PROBLEM TO SOLVE:
Wherever the word "each" appears in a line of the data, that line should be copied.

□ □ □ □ □

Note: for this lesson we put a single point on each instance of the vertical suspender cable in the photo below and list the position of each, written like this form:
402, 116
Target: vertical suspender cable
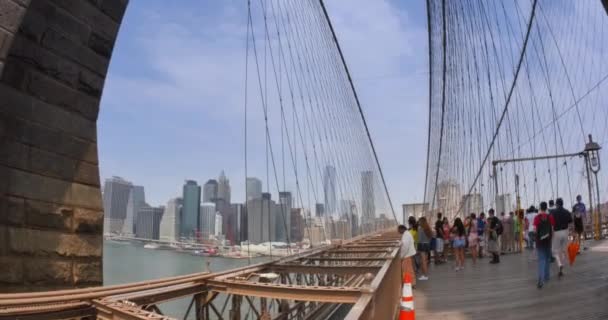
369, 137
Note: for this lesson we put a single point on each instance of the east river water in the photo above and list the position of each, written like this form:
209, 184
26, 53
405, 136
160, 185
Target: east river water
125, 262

□ □ □ □ □

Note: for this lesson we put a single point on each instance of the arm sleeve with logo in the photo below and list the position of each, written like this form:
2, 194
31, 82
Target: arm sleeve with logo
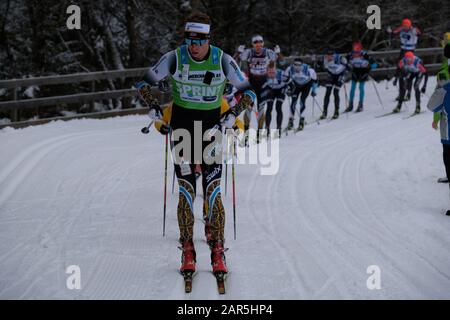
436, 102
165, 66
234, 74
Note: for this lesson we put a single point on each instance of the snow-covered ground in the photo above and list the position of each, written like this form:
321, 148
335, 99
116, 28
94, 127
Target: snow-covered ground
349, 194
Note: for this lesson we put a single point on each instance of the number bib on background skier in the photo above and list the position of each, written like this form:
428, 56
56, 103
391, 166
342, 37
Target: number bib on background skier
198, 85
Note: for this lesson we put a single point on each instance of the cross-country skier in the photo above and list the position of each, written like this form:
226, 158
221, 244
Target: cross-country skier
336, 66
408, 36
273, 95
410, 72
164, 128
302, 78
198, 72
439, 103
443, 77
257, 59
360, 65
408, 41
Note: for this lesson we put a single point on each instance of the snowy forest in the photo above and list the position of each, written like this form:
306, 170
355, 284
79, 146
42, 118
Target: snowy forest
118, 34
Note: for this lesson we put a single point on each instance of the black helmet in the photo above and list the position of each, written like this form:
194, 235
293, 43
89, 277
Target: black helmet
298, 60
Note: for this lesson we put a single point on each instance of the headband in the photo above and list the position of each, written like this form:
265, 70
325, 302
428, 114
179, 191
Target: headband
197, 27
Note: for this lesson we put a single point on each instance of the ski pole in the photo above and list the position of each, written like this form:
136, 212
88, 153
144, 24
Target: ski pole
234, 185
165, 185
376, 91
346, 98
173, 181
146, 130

□ □ □ □ □

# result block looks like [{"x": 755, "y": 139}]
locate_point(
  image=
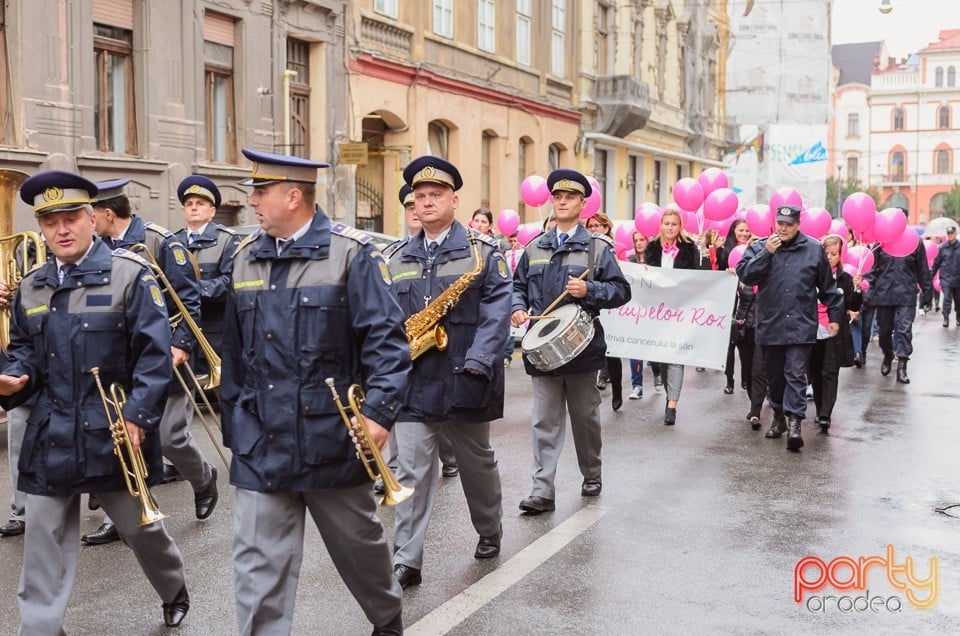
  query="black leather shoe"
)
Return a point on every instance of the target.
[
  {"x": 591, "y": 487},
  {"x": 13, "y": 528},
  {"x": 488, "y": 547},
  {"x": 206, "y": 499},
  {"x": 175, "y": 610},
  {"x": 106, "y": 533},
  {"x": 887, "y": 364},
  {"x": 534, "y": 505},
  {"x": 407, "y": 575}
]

□ □ □ □ □

SOLUTION:
Note: for this lesson we put a single point on each instance of the vertical suspender cable in the photo below and list the position of each, written like this form:
Note: for this lesson we put a single point on each instance of the east river water in the photo above and list the position of each, written like this form:
Note: for this lesson we put a single point on each instance of the arm sleeve with logo in the photo below and list the position of each, written like this form:
Note: for this lesson we put a single point on each instance of the snow-covered ground in the photo above and list the position of each, written like this form:
Note: for this lesson we put a single point on each instance of the number bib on background skier in the photo above and list the position of each, written like this form:
Note: for this lesson we put a single point on each instance of the cross-country skier in the photo above and list the position of each, written like this form:
Note: for this lesson we put a single point on each instance of the snowy forest in the photo above and list the position of each, written like this form:
Note: for this lesson we put a single point on each instance of the black helmet in the photo above and list the position of each, written like this form:
Note: for this lesson we put a single point on each instance of the headband in the photo above and list the position of each, written like this form:
Note: for this lesson we put a single point on each instance of the ski pole in the photo above and list the position of each, written like this form:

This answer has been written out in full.